======== TEXTO MOSTRADO ========

Mi despedida de Mayarí (memorias de José Juan Arrom)



Memorias de José Juan Arrom, Profesor Emérito de la Universidad de Yale y Doctor Honoris Causa de la Universidad de La Habana. Académico, etnólogo, hispanista, historiador y divulgador de la cultura cubana. En su obra se mezcla lo erudito y lo popular en un cubanísimo estilo.



Parque Martí, Mayarí, Holguín (foto actual)
Antes de partir de viaje, regresé a Mayarí para despedirme de mi familia y de mis amigos de toda la vida. Recuerdo que el padre de Héctor Landa –que se llamaba José y le decían pepe-, dueño de la planta eléctrica, me invitó a que me hiciera masón. Héctor y yo fuimos íntimos amigos, y de niños hasta habíamos proyectado que cuando fuéramos grandes íbamos a fundar una sociedad para la construcción de barcos y botes que se llamaría Arrom, Landa y Cía. Entonces su padre me quiso ayudar.

Un día, cuando yo pasaba frente al edificio donde estaba la logía masónica, Pepe Landa me dijo: “Oye, ven acá, como tú vas a ir a los Estados Unidos, puede ser que algún día te veas en un grave apuro…” y me explicó que los masones eran una sociedad internacional, que se consideraban no solo como excelentes amigos y compañeros, sino como hermanos, y que si en algún momento yo estuviera necesitado de protección de personas mayores, serias, respetables y honradísimas, no vacilara en identificarme como masón y los hermanos en cualquier lugar del mundo estarían dispuestos a ayudarme, porque se apoyaban mutuamente.

======== DATOS DE ENTRADA ========

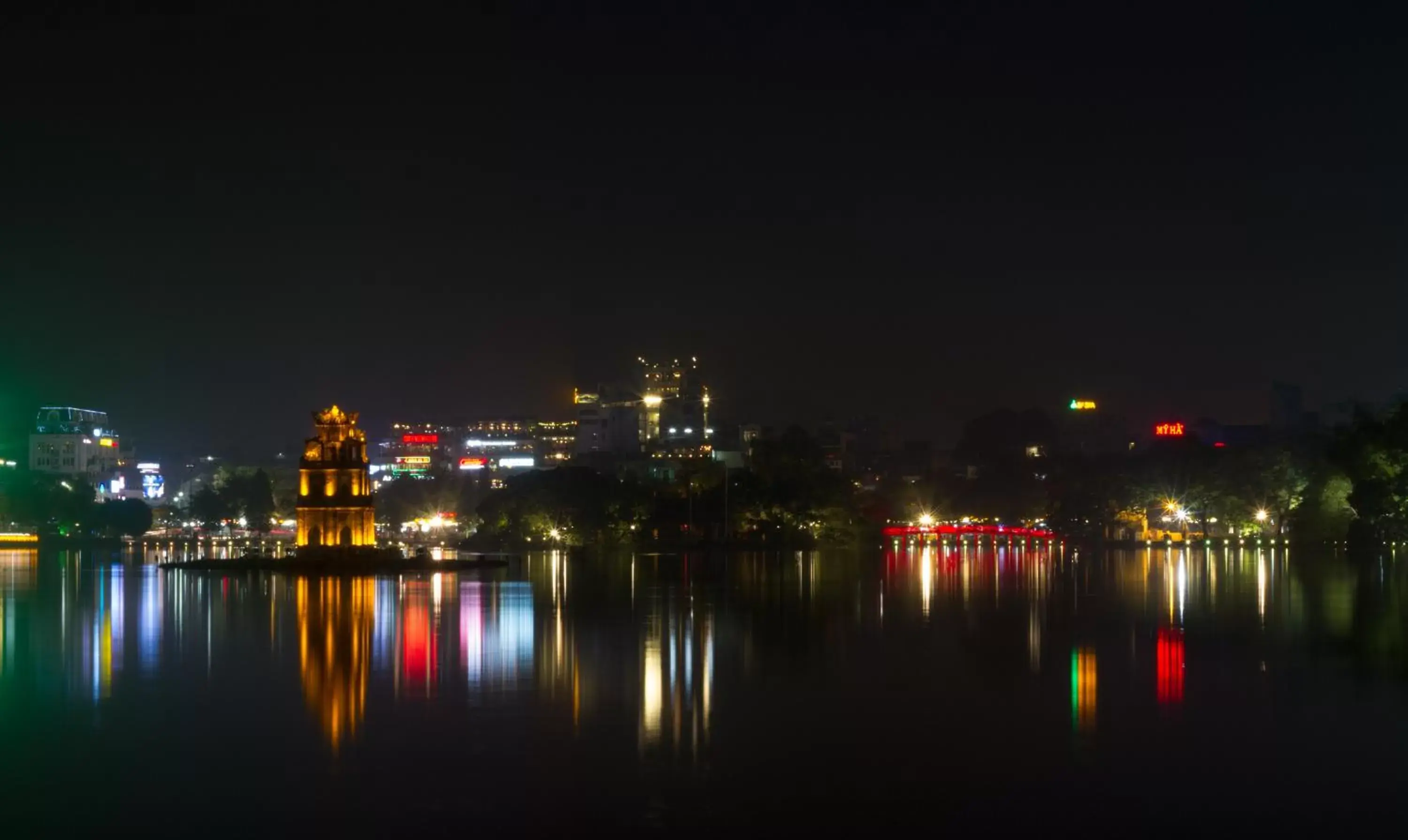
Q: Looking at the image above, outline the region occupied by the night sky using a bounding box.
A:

========

CONJUNTO DE TAREAS:
1. Enumere las profesiones o actividades que la presentación de las memorias sobre la despedida de Mayarí atribuye a José Juan Arrom en la oración que empieza con «Académico, etnólogo».
2. Traduzca al inglés la siguiente oración de las memorias sobre la despedida de Mayarí: «Antes de partir de viaje, regresé a Mayarí para despedirme de mi familia y de mis amigos de toda la vida.»
3. Prolongue las memorias sobre la despedida de Mayarí a partir del último párrafo mostrado.

RESPUESTAS:
1. Académico, etnólogo, hispanista, historiador y divulgador de la cultura cubana.

2. Before setting out on my journey, I went back to Mayarí to say goodbye to my family and my lifelong friends.

3.
Me sorprendí mucho con esa invitación, porque yo todavía era un jovencito y ellos eran señores de cierta edad y los vecinos más prominentes del pueblo. Había de todo: industriales, comerciantes, médicos, abogados, ingenieros. Ya no era una sociedad secreta con fines políticos como en el siglo XIX, cuando constituyeron una fuerza muy poderosa en contra del gobierno metropolitano. Lo que mantenían eran un alto orden moral y un deseo de ser útiles a la sociedad en que vivían, así que se dedicaban a practicar obras de caridad. Me dieron enseguida unos libritos con las reglas y, después de estudiarlas, dije que sí, que aceptaba con mucho gusto.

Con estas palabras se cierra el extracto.